This Is What an AI Monopoly Looks Like — And It’s Already Here

Most people think of a monopoly as one company running the show. A single villain, easy to spot, easy to point at. But the most dangerous kind of market concentration doesn’t look like that at all. It looks like five perfectly reasonable, extremely innovative companies quietly becoming the gatekeepers of an entire industry.

That’s exactly what’s happening in AI — and the mortgage and real estate worlds are sitting right in the middle of it, whether they know it or not.

From 60% to 67% in Twelve Months

In early 2024, five US hyperscalers — Google, Microsoft, Meta, Amazon, and Oracle — controlled about 60% of global AI computing power. By the end of 2025, that number had grown to 67%. That’s a meaningful jump in a very short amount of time, and every indicator suggests it will keep climbing.

The reason it’s climbing is the sheer cost of staying in the game. Building the kind of computing infrastructure needed to train and run advanced AI models costs billions of dollars. Not millions. Billions. That kind of price tag doesn’t just create a barrier to entry for startups — it creates a barrier that eliminates entire categories of would-be competitors before they even get started.

The Winner-Takes-All Machine

Economists have a term for markets that naturally gravitate toward one or a few dominant players: winner-takes-all dynamics. AI infrastructure has them in spades.

The more computing power you own, the more AI models you can train. The better your models, the more customers pay to use them. The more customers you have, the more revenue you generate to buy more computing power. Around and around it goes, with the big players getting bigger and everyone else getting squeezed.

This is not a conspiracy. It’s just math. And it’s the same math that gave us a world where two companies control most of your smartphone experience, three companies control most of your internet search, and four companies deliver most of your online shopping.

Now it’s happening to the technology that is rapidly becoming the backbone of how mortgages get processed, how leads get generated, how properties get valued, and how clients get served.

The Labs Themselves Are Dependent

Here’s one of the most remarkable — and underreported — facts in all of tech right now: even the most powerful, most celebrated AI companies in the world don’t own their own computing infrastructure.

OpenAI, the company behind ChatGPT, is almost entirely dependent on Microsoft’s computing resources. Anthropic, the company behind Claude, recently announced a major expanded partnership with Google to secure more chip capacity. These aren’t small companies scraping by — OpenAI is one of the most highly valued startups in history. And yet they rent their computing from the hyperscalers just like everyone else.

When the biggest AI labs in the world are tenants rather than landlords, that tells you something important about who actually holds power in this ecosystem.

Antitrust Is Coming — But Slowly

Regulators in the US and Europe are beginning to pay attention to this concentration. Antitrust investigations into big tech’s grip on AI infrastructure are underway in multiple countries. The concern isn’t just that these companies are big — it’s that their dominance in cloud computing gives them a structural advantage in AI that’s almost impossible for competitors to overcome.

Task list —
[1] Answer these questions using the AI monopoly article:
(a) Which five companies does the article name as US hyperscalers?
(b) On whose computing resources is OpenAI said to be almost entirely dependent?
(c) In which two places are regulators said to be beginning to pay attention to this concentration?
[2] Carry the AI monopoly article forward from its final paragraph, keeping its tone and subject.
The listing that follows is drawn from a separate source.

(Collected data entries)
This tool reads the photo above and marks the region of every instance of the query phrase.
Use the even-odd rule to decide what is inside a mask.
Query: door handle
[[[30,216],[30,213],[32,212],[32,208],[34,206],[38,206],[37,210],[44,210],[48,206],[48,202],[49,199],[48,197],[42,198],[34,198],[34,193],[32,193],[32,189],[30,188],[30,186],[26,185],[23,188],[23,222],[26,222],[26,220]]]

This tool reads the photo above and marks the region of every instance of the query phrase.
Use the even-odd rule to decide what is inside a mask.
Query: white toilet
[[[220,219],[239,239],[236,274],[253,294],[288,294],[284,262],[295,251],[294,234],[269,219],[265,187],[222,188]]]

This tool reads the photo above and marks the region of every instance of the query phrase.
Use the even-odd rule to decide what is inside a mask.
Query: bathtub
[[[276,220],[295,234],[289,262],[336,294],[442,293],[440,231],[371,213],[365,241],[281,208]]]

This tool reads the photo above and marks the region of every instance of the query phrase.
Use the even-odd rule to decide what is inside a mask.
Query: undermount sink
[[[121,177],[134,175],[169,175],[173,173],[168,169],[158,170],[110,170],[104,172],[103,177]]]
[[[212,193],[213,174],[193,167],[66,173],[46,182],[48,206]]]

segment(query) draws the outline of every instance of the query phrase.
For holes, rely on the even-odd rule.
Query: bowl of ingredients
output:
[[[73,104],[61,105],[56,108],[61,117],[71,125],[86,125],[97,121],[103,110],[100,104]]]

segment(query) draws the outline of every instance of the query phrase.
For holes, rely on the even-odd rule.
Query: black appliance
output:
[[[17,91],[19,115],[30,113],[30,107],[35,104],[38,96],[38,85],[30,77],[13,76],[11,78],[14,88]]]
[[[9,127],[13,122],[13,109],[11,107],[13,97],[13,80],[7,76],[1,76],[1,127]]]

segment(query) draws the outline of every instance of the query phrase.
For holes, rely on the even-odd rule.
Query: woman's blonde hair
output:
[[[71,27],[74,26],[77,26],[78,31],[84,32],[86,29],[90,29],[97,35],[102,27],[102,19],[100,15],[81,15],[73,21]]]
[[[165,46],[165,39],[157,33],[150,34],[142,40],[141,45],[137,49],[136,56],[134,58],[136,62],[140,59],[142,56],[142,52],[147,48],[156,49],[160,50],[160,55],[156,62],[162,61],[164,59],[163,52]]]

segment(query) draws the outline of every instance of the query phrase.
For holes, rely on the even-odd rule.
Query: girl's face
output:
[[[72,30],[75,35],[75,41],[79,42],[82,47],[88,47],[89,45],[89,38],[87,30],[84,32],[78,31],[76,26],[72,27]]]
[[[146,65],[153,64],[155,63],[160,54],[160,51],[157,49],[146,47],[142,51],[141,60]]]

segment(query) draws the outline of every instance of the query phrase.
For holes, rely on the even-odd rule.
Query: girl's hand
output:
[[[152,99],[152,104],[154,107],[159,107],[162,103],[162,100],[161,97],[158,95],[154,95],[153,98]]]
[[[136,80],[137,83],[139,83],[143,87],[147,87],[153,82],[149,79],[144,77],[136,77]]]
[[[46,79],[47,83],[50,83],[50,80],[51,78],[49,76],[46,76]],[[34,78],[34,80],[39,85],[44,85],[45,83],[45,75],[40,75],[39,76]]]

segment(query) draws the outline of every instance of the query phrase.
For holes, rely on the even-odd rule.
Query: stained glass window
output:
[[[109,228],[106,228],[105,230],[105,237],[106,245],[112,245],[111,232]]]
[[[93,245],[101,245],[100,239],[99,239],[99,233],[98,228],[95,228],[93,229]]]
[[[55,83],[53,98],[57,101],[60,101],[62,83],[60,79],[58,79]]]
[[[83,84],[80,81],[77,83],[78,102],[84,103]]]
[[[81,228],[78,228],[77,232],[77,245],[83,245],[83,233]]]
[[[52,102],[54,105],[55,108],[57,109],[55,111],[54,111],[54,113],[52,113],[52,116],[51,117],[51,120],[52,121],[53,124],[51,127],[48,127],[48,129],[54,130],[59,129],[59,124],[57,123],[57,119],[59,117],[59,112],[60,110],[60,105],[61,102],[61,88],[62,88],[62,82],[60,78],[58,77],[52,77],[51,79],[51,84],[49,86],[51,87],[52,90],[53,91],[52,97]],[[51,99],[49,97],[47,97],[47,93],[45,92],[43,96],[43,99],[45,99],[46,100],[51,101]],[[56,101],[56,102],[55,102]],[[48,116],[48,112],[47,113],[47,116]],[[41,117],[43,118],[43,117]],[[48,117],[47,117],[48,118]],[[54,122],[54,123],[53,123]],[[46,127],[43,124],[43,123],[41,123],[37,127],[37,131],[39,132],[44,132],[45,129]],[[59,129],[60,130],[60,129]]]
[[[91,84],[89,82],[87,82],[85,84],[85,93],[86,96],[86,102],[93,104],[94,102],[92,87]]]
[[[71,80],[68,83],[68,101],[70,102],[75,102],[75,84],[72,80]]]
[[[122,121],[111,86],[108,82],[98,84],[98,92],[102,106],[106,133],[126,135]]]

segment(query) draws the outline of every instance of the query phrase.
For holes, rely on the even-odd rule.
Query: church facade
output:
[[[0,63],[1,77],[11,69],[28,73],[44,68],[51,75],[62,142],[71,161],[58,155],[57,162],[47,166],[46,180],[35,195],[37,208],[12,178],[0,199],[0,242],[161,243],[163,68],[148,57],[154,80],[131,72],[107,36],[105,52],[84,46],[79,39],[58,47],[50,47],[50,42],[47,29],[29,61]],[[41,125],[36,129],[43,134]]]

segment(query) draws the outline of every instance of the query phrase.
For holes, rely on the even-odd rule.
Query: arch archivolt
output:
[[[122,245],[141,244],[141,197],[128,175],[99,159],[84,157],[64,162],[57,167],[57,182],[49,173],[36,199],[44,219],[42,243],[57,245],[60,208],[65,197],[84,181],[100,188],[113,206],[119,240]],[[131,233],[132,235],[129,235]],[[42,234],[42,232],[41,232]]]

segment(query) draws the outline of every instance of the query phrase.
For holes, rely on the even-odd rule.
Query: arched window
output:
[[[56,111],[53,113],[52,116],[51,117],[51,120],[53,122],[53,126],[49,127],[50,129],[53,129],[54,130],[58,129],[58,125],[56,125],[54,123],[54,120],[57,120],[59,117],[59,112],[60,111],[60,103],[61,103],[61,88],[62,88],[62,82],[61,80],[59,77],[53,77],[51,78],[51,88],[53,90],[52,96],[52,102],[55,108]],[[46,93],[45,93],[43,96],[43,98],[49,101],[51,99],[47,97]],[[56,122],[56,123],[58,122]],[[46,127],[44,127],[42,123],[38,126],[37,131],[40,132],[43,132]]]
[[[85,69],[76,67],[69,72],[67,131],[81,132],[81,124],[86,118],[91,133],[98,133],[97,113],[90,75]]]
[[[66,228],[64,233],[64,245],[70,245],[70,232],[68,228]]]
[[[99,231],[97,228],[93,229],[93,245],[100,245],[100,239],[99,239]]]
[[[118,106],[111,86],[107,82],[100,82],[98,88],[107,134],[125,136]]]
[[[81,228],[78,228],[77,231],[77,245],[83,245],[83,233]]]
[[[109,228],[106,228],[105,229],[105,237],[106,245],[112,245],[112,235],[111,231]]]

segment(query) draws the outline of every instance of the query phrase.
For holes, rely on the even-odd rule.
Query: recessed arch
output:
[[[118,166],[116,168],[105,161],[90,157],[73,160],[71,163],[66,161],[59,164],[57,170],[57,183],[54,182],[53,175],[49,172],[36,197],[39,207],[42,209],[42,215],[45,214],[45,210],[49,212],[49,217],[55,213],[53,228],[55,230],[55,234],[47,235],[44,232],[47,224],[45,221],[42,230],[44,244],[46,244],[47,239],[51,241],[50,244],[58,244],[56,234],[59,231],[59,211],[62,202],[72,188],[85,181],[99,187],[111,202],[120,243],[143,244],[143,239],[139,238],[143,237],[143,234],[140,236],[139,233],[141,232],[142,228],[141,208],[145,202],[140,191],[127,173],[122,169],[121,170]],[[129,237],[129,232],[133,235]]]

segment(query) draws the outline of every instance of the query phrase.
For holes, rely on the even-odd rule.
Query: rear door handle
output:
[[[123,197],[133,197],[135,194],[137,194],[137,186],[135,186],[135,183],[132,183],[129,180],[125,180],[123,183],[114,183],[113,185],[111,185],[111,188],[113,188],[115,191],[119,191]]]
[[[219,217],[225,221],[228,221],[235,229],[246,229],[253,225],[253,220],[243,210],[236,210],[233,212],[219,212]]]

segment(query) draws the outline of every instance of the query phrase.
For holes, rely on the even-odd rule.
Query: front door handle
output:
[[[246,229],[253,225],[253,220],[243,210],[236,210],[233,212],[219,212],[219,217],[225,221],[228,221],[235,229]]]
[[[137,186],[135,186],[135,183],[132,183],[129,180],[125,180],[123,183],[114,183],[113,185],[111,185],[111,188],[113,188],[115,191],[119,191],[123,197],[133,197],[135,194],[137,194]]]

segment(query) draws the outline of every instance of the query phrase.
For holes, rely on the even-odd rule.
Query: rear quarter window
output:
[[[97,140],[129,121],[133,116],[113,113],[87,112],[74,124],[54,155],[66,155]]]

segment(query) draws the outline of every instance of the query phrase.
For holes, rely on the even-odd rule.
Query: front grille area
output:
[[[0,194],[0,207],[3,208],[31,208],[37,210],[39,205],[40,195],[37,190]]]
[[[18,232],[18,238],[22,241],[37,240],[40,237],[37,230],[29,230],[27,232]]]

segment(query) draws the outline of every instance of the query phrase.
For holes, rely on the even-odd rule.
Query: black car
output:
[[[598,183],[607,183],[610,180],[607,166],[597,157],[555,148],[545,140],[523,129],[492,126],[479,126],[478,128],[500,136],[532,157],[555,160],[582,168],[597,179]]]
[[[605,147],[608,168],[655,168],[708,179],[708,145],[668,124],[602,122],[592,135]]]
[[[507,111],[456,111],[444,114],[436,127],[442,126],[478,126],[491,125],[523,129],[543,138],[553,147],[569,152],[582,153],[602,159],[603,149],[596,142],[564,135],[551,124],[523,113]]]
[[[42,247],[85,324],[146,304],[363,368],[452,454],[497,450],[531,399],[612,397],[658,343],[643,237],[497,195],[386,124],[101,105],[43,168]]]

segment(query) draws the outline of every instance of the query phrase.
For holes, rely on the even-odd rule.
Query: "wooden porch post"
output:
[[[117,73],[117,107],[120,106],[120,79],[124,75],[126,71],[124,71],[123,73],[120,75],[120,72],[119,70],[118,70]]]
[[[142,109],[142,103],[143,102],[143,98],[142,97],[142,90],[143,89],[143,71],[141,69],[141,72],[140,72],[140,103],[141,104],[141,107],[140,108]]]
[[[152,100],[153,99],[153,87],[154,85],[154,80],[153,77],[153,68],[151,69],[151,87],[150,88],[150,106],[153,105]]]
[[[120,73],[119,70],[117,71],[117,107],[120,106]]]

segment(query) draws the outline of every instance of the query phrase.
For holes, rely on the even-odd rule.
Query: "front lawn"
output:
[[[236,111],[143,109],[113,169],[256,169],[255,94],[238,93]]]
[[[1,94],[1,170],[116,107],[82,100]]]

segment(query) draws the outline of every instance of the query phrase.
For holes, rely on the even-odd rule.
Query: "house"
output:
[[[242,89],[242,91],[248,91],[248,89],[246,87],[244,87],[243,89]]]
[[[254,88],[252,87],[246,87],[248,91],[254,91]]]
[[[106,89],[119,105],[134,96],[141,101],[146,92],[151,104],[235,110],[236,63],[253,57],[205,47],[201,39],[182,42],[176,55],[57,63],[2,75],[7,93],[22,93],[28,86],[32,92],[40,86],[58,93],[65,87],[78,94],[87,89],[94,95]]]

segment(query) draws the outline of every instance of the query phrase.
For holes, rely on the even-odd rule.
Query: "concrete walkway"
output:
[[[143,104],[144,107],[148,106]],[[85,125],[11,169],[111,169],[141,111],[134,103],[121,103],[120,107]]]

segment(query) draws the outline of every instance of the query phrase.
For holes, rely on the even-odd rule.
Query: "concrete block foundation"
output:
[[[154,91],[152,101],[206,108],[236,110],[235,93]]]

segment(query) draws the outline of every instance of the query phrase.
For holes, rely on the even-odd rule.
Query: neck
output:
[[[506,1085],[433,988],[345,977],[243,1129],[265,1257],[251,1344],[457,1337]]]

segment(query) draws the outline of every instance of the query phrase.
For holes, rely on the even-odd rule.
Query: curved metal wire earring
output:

Answer set —
[1]
(a) Google, Microsoft, Meta, Amazon, and Oracle.
(b) Microsoft's.
(c) The US and Europe.

[2]
But antitrust enforcement is notoriously slow. Cases take years. Markets move in months. By the time regulators act, the consolidation will be even deeper than it is today.

One legal analysis from Yale Law noted that antitrust enforcement operates after the fact, case by case, while AI markets are moving so fast that significant harm could be locked in well before any regulatory remedy arrives.

What Does ‘AI Concentration’ Feel Like to a Loan Officer?

Right now, it might not feel like much. AI tools for mortgage professionals are proliferating. Competition among vendors seems healthy. Prices seem reasonable.

But look one or two layers deeper. The companies selling you AI tools are themselves paying the hyperscalers to run those tools. As hyperscaler pricing shifts — and it will — those costs will work their way down to you. The question is when and by how much.

Beyond pricing, concentration creates fragility. If your AI platform runs on one hyperscaler’s infrastructure and that company decides to change its terms, raise its rates, or simply discontinue support for a particular type of workload, your vendor has limited alternatives. And so do you.

The Mortgage Industry Needs to Pay Attention Now

Fannie Mae estimated that 55% of lenders would be using AI by the end of 2025. That number is almost certainly higher today. AI is no longer an experiment in the mortgage world — it’s becoming operational infrastructure. Which means the question of who controls the infrastructure it runs on is no longer abstract. It’s a business continuity question.

The good news is that awareness is the first step. Understanding that your AI tools don’t exist in a vacuum — that they sit on top of a concentrated, powerful, increasingly expensive infrastructure layer — changes how you evaluate vendors, negotiate contracts, and think about your technology strategy.

Start asking the questions now. Because the companies at the top of this stack are going to keep getting bigger. Count on it.